MATERIAL FOR THE TASK ▸
-- start --

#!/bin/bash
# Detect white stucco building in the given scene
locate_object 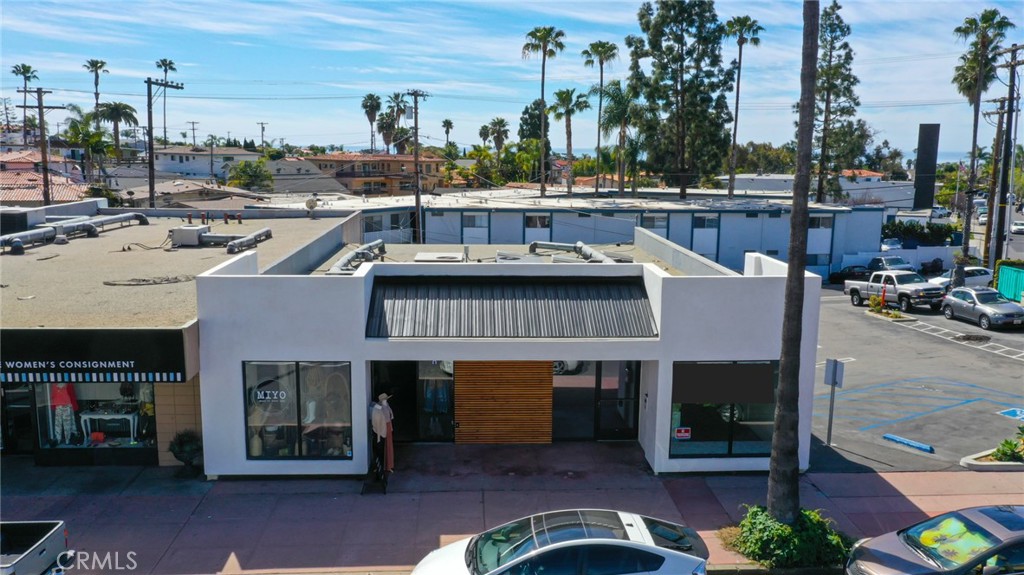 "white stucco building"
[196,224,821,476]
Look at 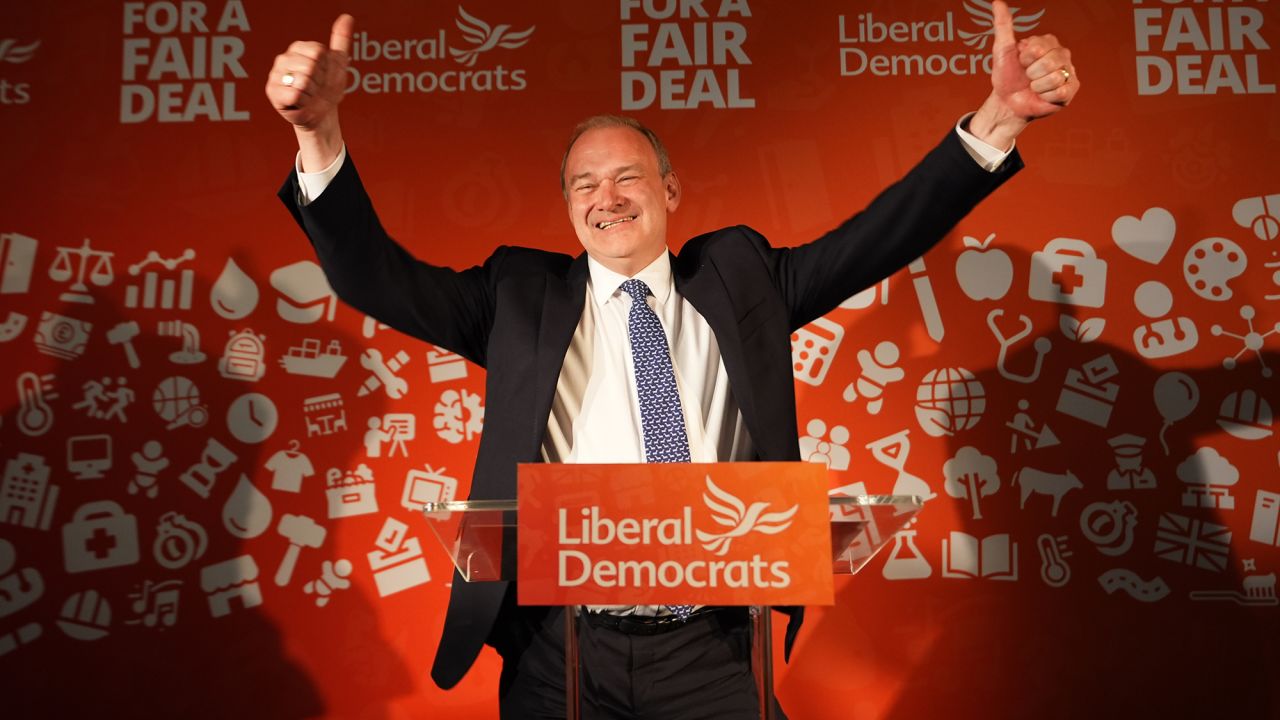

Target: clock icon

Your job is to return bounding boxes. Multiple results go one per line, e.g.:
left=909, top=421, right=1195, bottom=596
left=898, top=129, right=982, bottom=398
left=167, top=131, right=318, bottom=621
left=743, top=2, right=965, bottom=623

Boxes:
left=227, top=392, right=280, bottom=445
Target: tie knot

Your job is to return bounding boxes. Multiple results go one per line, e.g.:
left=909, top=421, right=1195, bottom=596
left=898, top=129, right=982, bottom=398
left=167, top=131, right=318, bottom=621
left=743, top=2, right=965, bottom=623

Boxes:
left=618, top=278, right=653, bottom=302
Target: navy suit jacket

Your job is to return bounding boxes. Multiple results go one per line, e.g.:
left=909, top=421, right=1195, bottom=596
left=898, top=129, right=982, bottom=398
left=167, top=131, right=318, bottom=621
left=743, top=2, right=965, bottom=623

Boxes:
left=279, top=126, right=1021, bottom=688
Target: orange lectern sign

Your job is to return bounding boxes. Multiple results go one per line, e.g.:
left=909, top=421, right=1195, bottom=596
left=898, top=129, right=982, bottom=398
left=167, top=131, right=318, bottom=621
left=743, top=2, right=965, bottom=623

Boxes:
left=517, top=462, right=833, bottom=605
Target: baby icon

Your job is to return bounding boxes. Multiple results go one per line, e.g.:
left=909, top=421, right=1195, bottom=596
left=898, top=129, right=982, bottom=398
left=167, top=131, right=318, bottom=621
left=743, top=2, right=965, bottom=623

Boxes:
left=1133, top=281, right=1199, bottom=357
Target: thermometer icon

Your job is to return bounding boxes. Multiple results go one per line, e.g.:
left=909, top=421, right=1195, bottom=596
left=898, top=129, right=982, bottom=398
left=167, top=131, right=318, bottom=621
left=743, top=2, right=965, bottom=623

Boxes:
left=18, top=372, right=58, bottom=437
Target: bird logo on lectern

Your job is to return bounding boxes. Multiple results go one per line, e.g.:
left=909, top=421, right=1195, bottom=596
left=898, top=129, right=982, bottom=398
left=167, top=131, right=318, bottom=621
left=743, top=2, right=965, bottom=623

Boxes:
left=698, top=475, right=800, bottom=555
left=449, top=5, right=538, bottom=68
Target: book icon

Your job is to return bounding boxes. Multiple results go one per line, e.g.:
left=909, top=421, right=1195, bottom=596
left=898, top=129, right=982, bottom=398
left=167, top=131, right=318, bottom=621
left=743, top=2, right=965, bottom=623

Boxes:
left=942, top=530, right=1018, bottom=580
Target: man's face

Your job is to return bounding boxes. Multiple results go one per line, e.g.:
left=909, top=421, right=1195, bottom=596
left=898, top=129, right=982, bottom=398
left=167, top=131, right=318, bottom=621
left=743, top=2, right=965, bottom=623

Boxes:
left=564, top=127, right=680, bottom=277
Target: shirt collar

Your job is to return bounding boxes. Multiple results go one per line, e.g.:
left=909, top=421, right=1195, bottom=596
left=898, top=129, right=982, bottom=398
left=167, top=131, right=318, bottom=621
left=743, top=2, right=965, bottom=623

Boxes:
left=586, top=252, right=673, bottom=306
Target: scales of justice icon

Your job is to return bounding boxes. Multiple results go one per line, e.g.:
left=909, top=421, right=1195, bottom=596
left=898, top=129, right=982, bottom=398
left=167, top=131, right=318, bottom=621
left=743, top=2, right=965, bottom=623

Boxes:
left=49, top=237, right=115, bottom=305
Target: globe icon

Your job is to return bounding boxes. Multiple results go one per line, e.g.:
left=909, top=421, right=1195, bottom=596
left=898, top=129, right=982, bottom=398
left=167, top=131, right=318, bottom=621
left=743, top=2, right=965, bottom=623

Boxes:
left=915, top=368, right=987, bottom=437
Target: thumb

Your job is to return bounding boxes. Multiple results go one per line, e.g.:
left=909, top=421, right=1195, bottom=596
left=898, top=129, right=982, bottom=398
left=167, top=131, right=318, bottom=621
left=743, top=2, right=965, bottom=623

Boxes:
left=329, top=13, right=356, bottom=55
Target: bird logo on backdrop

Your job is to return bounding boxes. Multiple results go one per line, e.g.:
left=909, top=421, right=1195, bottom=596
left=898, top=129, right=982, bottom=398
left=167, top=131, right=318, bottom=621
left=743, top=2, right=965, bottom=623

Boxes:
left=698, top=475, right=800, bottom=555
left=449, top=5, right=538, bottom=68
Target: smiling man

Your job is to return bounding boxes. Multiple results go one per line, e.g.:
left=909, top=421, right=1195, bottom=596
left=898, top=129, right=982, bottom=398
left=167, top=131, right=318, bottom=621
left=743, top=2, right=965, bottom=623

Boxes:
left=266, top=0, right=1079, bottom=719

-- end --

Scale by 2.25 every bounding-box coordinate in the answers of the rows running from the line with "Target: bird logo on lectern" up to and including the line with "left=915, top=368, right=987, bottom=437", rounding to whole numbers with halves rounded up. Give all of those lines again, requests included, and leave the numbers in the requests and their sample boxes unchanged.

RESPONSE TO THE EXERCISE ▸
Target: bird logo on lectern

Your job is to return bounding boxes. Multiple results go one per line, e.g.:
left=909, top=421, right=1195, bottom=596
left=898, top=129, right=982, bottom=398
left=167, top=131, right=318, bottom=621
left=743, top=2, right=965, bottom=623

Boxes:
left=1571, top=1069, right=1800, bottom=1249
left=1010, top=11, right=1211, bottom=153
Target: book icon

Your job is to return bounding boxes. Multiple results go one per line, e.g.:
left=909, top=421, right=1195, bottom=596
left=898, top=129, right=982, bottom=398
left=167, top=131, right=318, bottom=621
left=743, top=2, right=965, bottom=623

Boxes:
left=2120, top=1193, right=2291, bottom=1305
Target: man's face

Your job is to return bounding boxes. Multiple results go one per line, e.g.:
left=909, top=421, right=1195, bottom=596
left=898, top=129, right=982, bottom=398
left=167, top=131, right=318, bottom=621
left=743, top=2, right=965, bottom=623

Boxes:
left=1269, top=286, right=1530, bottom=623
Target: shirt collar

Your job is to return bounding boxes. Multiple results go one per line, e.g.:
left=909, top=421, right=1195, bottom=596
left=898, top=129, right=982, bottom=398
left=167, top=131, right=318, bottom=621
left=743, top=2, right=965, bottom=623

Boxes:
left=1319, top=567, right=1514, bottom=689
Target: scales of justice icon

Your job is to return bounding boxes. Multiple results go one per line, e.g.:
left=909, top=421, right=1195, bottom=596
left=898, top=129, right=982, bottom=398
left=167, top=131, right=318, bottom=621
left=743, top=2, right=965, bottom=623

Boxes:
left=110, top=533, right=259, bottom=686
Target: globe icon

Your job is to return bounding boxes. Multiple results go one per line, e.g.:
left=909, top=421, right=1195, bottom=596
left=898, top=129, right=982, bottom=398
left=167, top=131, right=318, bottom=621
left=743, top=2, right=965, bottom=623

Boxes:
left=2059, top=828, right=2221, bottom=983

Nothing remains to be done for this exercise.